La loi de financement de la sécurité sociale pour 2009 a créé le forfait social, mais certains éléments en demeurent exclus. Le taux de ce forfait, fixé initialement à 2 %, a été doublé dans la loi de financement de la sécurité sociale pour 2010. Son rendement est estimé à un peu moins de 800 millions d’euros cette année.

Plusieurs pistes sont envisageables pour aller plus loin dans la remise en cause des niches sociales : élargissement de l’assiette du forfait social ; relèvement du taux de ce forfait, dont le montant reste faible même pour un taux fixé à 4 % ; relèvement du taux spécifique applicable aux attributions de stock-options et d’actions gratuites. En outre, l’incohérence entre les différents régimes de rupture permet aujourd’hui des optimisations qui ne sont pas acceptables et nécessiterait que soit remise à plat la taxation des indemnités de rupture. Il conviendrait également que soit instaurée une taxation des retraites chapeaux.

Quatrièmement, enfin, le rééquilibrage du système des retraites doit sans doute passer par la mobilisation de ressources nouvelles.

Une première piste consisterait à examiner les avantages fiscaux spécifiques dont bénéficient les retraités, notamment un taux réduit de contribution sociale généralisée sur les pensions. Il pourrait donc être envisagé d’aligner la CSG des retraités imposables sur celle des actifs, ce qui permettrait d’épargner les petites retraites et rapporterait environ 2 milliards d’euros. Cette uniformisation des taux correspondrait davantage à la nature de la CSG, censée être un prélèvement universel.

Une autre hypothèse consisterait à instaurer un prélèvement spécifique sur les revenus du capital, qui pourrait s’ajouter aux prélèvements existants. Relever d’un point le taux global de ces prélèvements rapporterait un peu plus d’1,1 milliard d’euros. Il serait également possible de mettre à contribution les contribuables ayant un revenu particulièrement élevé, et ce à travers l’impôt sur le revenu.

## VOTRE CONSIGNE
Recopiez fidèlement l'extrait sur le financement de la sécurité sociale, de « Plusieurs pistes sont » jusqu'à « de ressources nouvelles. » inclus.

## DONNÉES AFFICHÉES

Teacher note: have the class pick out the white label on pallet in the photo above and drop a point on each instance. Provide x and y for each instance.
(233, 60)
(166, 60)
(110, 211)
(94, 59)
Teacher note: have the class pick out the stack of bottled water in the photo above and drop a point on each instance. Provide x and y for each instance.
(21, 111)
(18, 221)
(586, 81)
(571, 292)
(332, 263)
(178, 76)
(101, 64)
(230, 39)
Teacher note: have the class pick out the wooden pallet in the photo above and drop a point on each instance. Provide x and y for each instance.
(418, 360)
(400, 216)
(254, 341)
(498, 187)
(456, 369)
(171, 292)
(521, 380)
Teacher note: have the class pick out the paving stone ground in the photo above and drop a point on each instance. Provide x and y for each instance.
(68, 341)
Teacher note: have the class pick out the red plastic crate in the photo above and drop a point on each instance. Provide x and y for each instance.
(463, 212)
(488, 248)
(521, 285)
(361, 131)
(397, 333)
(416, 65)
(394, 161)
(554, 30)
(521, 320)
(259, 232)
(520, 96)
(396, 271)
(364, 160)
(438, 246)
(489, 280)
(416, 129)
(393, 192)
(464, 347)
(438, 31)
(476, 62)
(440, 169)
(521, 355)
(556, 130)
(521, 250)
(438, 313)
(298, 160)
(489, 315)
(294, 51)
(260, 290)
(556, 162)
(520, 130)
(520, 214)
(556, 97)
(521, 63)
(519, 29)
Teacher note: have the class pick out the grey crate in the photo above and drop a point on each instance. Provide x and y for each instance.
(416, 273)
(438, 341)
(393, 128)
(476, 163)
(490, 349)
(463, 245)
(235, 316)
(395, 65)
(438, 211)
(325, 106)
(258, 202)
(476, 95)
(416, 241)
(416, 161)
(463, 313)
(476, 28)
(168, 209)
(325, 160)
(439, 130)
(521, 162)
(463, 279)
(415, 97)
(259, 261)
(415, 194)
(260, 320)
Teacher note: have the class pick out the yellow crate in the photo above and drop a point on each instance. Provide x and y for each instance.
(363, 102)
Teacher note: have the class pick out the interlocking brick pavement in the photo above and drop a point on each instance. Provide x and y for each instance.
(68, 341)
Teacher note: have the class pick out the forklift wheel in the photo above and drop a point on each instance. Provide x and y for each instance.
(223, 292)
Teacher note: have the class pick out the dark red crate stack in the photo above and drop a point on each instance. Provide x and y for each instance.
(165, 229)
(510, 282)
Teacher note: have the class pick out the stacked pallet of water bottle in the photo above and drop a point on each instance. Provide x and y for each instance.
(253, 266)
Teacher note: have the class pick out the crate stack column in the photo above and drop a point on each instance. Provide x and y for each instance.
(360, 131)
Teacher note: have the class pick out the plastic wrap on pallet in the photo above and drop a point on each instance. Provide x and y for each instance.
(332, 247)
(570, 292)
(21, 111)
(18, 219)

## RÉPONSE ATTENDUE
Plusieurs pistes sont envisageables pour aller plus loin dans la remise en cause des niches sociales : élargissement de l’assiette du forfait social ; relèvement du taux de ce forfait, dont le montant reste faible même pour un taux fixé à 4 % ; relèvement du taux spécifique applicable aux attributions de stock-options et d’actions gratuites. En outre, l’incohérence entre les différents régimes de rupture permet aujourd’hui des optimisations qui ne sont pas acceptables et nécessiterait que soit remise à plat la taxation des indemnités de rupture. Il conviendrait également que soit instaurée une taxation des retraites chapeaux.

Quatrièmement, enfin, le rééquilibrage du système des retraites doit sans doute passer par la mobilisation de ressources nouvelles.